Records for this task:
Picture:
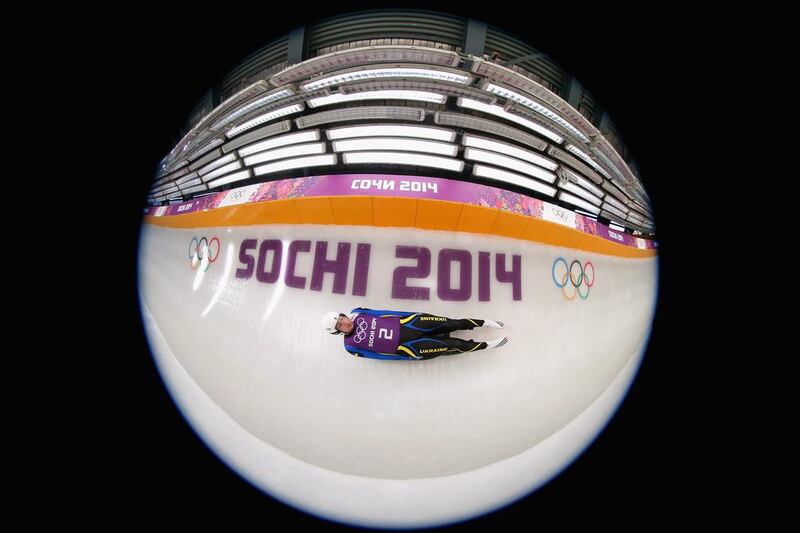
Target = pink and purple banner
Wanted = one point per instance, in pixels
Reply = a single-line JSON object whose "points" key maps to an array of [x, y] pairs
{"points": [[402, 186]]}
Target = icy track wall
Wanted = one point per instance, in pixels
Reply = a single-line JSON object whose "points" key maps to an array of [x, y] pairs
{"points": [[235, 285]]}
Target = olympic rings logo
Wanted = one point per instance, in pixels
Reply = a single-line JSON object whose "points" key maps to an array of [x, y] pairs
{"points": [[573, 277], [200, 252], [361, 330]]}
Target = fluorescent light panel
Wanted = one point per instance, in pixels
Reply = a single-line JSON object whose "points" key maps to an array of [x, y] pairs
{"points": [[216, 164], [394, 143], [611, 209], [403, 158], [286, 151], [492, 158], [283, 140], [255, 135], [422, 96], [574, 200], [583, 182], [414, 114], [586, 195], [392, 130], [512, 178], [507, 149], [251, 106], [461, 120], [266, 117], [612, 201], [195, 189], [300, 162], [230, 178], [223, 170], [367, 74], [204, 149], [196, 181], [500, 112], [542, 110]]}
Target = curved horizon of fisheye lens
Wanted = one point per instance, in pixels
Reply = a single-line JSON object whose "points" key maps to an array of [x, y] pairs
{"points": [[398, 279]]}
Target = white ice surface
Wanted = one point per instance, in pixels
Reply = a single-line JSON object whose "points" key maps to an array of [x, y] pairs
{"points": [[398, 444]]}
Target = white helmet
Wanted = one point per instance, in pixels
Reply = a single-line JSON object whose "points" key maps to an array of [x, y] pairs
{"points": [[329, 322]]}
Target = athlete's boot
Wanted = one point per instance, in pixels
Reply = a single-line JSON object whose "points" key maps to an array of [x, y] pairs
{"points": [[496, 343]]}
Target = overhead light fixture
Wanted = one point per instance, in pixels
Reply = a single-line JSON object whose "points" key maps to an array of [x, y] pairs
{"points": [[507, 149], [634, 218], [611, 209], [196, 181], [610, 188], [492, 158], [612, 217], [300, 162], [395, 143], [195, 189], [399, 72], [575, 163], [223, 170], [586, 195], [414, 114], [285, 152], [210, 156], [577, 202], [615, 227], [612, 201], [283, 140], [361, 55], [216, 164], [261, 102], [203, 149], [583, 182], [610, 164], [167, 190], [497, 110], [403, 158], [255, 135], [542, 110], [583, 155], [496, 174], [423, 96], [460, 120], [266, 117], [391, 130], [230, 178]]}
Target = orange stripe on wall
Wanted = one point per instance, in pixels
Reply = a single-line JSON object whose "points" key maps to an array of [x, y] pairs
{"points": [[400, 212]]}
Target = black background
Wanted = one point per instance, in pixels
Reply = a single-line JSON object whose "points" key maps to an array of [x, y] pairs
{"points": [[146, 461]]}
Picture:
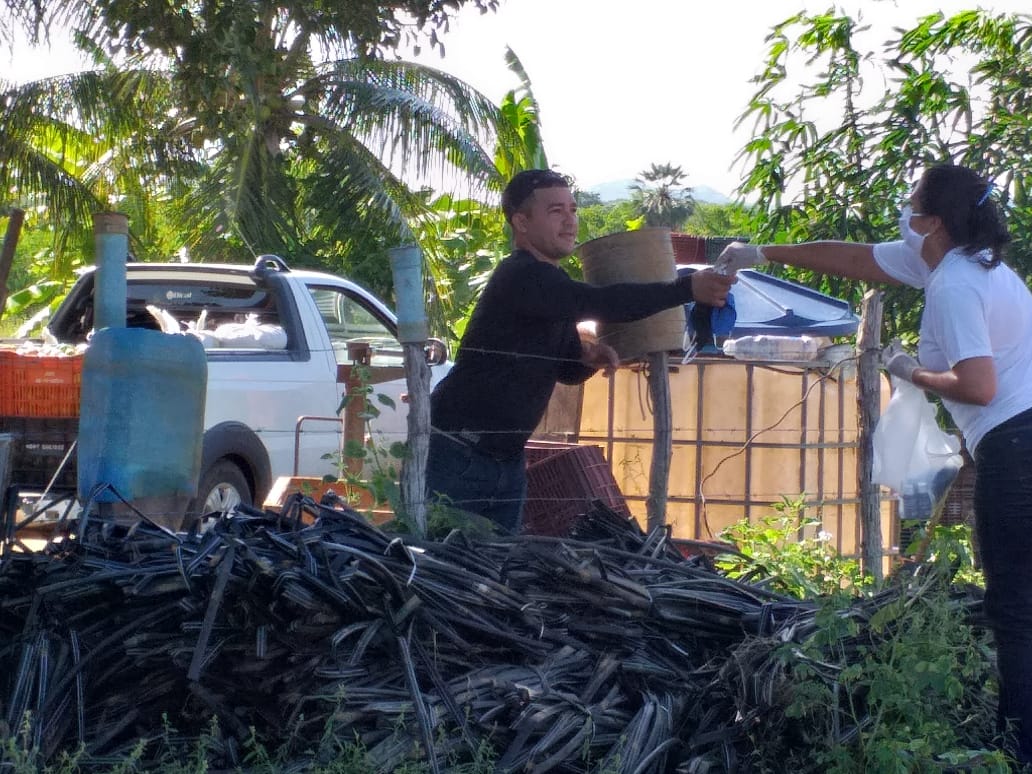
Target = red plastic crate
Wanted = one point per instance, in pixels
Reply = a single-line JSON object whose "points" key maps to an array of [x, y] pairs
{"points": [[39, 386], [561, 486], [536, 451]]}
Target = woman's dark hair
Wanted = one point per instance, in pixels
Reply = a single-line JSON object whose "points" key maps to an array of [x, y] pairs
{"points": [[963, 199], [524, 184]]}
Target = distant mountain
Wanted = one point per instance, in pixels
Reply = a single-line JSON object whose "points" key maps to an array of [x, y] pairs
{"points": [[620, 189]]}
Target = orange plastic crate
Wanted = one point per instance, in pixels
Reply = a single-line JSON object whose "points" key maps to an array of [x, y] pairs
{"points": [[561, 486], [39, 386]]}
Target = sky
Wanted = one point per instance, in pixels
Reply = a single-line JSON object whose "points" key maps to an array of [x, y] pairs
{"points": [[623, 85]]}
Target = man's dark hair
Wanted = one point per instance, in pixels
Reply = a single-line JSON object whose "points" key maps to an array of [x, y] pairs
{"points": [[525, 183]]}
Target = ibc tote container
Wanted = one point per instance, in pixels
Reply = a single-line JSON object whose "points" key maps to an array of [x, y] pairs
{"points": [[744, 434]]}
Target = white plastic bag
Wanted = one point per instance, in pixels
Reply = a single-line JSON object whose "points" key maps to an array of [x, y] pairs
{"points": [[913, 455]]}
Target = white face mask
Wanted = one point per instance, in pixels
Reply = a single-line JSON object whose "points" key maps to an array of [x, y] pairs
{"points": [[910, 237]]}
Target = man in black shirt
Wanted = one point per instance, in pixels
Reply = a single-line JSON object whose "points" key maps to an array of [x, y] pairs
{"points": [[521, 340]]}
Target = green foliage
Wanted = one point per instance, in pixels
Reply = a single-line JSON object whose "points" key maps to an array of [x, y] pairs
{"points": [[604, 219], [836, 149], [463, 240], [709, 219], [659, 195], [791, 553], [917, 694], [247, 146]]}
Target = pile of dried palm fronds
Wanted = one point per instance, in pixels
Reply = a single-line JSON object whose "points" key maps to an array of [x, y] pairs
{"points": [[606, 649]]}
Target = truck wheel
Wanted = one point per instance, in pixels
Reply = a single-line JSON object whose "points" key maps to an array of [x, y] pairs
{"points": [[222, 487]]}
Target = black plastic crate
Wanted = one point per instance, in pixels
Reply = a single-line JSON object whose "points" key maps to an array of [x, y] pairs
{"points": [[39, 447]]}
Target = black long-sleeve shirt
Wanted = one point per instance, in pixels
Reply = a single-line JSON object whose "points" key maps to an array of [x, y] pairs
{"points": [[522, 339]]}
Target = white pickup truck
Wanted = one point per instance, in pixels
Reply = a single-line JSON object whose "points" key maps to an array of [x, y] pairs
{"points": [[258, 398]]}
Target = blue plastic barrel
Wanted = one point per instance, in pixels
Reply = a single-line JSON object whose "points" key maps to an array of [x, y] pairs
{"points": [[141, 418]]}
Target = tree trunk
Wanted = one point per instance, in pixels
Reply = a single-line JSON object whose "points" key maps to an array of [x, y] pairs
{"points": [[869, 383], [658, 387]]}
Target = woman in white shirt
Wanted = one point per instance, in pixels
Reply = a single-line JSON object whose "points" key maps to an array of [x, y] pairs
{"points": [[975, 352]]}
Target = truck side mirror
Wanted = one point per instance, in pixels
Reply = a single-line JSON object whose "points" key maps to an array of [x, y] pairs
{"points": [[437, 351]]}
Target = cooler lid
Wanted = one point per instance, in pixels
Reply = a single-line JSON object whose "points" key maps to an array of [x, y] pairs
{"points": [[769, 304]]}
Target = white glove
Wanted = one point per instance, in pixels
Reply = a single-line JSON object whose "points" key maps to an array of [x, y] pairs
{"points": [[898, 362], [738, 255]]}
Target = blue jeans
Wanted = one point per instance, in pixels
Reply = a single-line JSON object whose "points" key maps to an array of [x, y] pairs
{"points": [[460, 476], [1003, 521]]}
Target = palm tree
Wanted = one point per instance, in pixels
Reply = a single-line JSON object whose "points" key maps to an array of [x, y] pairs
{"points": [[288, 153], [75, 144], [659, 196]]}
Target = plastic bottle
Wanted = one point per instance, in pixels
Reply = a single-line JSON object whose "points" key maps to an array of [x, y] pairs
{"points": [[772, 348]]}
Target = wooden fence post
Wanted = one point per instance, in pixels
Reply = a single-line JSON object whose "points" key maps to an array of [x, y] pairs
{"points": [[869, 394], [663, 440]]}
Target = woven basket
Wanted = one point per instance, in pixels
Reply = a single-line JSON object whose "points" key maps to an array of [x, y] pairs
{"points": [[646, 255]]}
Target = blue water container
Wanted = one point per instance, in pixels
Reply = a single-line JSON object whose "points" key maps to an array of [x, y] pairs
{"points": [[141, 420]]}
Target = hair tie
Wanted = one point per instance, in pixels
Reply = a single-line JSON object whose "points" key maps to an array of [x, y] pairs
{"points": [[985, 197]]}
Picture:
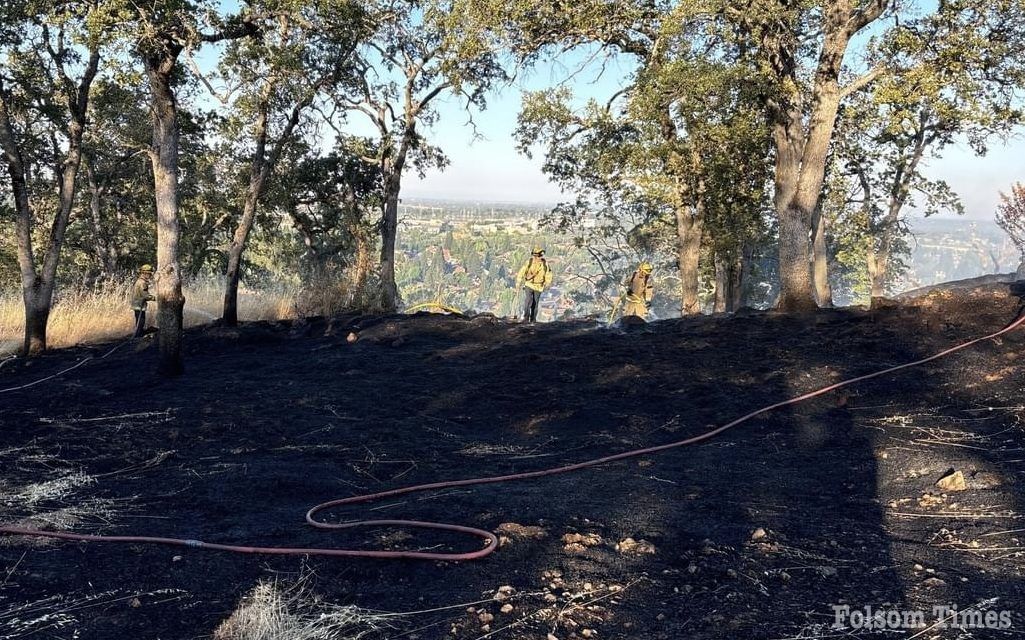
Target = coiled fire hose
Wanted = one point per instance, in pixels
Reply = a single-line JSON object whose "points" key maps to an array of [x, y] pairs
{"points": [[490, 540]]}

Aim of the task:
Rewrite the part of the material that opens with the line containing "Target = wooden fence post" and closes at the end of the material, putting "wicker basket" in place of "woven basket" and keeping everything else unchanged. Leave the pictures out of your answer.

Response to the exercise:
Target = wooden fence post
Wanted = one point per instance, in pixels
Reply = a single-line JSON object whose "points" key maps to an array of [x, y] pairs
{"points": [[869, 394], [663, 440]]}
Target = wicker basket
Wanted = one point per instance, in pixels
Reply = a single-line JSON object whose "points" key maps to an array of [x, y] pairs
{"points": [[646, 255]]}
Target = blue water container
Wanted = one point per instance, in pixels
Reply = a single-line JSON object whose "points" key maps to an array of [x, y] pairs
{"points": [[141, 420]]}
Target = hair tie
Wanted = one point per instance, in pixels
Reply = a single-line JSON object whose "points" key maps to an array of [x, y] pairs
{"points": [[985, 197]]}
Picture:
Target = coiled fire hose
Wanted = one point per instance, in pixels
Reply = a single-line JSON object whose "points" key maps to an array of [x, y] pairs
{"points": [[490, 540]]}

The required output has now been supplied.